- TASK ITEM -
The entries that follow should be duplicated in full, without a single alteration.

*** STORED DATA Section Begins ***

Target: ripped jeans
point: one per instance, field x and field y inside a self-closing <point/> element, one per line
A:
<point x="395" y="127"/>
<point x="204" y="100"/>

*** STORED DATA Section Ends ***

- PROBLEM SOLUTION -
Target: ripped jeans
point: one per instance, field x and field y inside a self-closing <point/> element, one per line
A:
<point x="395" y="127"/>
<point x="204" y="100"/>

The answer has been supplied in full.